Entries from a data source
— Start —

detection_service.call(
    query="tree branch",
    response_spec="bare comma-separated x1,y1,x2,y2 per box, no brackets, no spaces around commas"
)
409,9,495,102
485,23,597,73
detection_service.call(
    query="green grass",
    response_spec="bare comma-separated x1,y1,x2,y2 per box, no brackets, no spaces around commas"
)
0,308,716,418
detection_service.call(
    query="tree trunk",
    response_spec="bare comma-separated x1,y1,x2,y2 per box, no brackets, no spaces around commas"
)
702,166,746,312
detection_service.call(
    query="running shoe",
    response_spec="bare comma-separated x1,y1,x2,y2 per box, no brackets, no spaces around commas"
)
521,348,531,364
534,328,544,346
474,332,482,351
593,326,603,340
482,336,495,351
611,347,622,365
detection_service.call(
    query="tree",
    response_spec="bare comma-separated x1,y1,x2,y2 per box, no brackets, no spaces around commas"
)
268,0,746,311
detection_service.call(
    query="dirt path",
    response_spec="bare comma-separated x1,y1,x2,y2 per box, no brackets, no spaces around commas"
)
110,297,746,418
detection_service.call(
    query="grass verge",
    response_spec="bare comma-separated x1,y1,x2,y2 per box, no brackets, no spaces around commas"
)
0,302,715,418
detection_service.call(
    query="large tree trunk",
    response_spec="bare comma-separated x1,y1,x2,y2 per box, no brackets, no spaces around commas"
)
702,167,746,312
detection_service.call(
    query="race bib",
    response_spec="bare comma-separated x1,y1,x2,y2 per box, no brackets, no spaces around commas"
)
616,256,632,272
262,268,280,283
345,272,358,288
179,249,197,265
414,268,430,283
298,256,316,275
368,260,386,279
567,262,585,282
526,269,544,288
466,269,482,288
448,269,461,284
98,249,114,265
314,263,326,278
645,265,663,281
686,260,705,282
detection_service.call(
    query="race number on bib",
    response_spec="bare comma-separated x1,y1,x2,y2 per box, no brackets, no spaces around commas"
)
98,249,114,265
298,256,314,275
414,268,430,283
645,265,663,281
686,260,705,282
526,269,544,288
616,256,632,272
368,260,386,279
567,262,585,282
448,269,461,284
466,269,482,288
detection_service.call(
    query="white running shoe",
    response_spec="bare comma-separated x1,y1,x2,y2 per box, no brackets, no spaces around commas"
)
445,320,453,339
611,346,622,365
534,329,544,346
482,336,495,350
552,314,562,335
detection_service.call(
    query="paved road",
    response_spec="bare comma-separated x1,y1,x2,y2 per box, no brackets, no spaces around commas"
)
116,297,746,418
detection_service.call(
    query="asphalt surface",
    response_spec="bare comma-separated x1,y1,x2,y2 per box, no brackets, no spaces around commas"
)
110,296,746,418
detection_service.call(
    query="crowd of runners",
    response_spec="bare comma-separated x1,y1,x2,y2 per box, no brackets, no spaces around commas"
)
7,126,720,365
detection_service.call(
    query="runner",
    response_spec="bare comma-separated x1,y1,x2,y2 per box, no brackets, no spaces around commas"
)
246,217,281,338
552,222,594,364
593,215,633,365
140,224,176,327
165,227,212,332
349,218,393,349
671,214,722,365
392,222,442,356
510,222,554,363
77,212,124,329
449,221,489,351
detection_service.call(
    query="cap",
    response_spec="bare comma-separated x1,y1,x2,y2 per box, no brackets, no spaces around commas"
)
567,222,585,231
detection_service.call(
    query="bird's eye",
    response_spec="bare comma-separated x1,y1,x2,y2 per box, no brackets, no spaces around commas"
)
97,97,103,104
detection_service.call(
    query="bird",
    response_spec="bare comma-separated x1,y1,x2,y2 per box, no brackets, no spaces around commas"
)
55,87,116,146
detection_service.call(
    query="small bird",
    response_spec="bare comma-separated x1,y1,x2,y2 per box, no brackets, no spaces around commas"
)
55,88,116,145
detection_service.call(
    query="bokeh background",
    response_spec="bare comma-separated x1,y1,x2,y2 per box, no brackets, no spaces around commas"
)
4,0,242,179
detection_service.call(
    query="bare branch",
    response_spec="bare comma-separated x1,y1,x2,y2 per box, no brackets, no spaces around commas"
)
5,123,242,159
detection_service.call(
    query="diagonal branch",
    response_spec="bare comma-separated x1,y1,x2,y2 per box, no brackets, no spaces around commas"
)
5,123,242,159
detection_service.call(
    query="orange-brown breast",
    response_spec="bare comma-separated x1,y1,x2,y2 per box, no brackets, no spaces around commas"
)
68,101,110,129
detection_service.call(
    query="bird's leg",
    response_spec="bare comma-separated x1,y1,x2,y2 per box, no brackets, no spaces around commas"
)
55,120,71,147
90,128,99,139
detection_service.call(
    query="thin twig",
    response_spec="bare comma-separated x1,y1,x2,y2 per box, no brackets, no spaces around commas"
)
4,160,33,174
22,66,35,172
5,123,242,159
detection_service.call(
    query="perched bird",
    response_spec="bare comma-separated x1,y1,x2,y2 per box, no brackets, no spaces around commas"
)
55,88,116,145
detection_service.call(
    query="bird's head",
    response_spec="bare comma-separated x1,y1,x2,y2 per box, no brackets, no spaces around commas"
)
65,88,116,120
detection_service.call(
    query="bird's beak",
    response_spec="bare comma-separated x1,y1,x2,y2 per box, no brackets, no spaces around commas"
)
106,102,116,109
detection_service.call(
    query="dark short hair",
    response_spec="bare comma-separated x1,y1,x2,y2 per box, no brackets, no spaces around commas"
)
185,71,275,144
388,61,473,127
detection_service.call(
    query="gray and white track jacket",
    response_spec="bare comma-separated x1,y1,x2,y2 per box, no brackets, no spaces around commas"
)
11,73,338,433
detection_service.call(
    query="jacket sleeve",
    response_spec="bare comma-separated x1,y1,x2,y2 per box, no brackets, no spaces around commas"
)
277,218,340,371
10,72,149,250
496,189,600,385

— End —

Output each line of the entries above as a JSON list of strings, one string per line with blank lines omitted, starting at the first line of the entries and ending at the line containing "611,347,622,365", inclusive.

[
  "detection_service.call(",
  "    query=\"tree branch\",",
  "    response_spec=\"bare comma-separated x1,y1,x2,y2 per box, no brackets, no spaces around commas\"",
  ")",
  "409,9,495,102",
  "485,23,597,73",
  "detection_service.call(",
  "    query=\"green grass\",",
  "    response_spec=\"bare comma-separated x1,y1,x2,y2 per box, no brackets, no spaces around commas\"",
  ")",
  "0,308,716,418",
  "detection_service.call(",
  "    query=\"tree trunk\",",
  "    response_spec=\"bare comma-separated x1,y1,x2,y2 per box, no brackets, no spaces around commas\"",
  ")",
  "702,166,746,312",
  "detection_service.call(",
  "    query=\"running shoe\",",
  "    response_spec=\"bare comma-separated x1,y1,x2,y2 per box, no brackets, no spaces around commas\"",
  ")",
  "521,348,531,364",
  "534,328,544,346",
  "474,332,482,351",
  "593,326,603,340",
  "482,336,495,351",
  "611,347,622,365"
]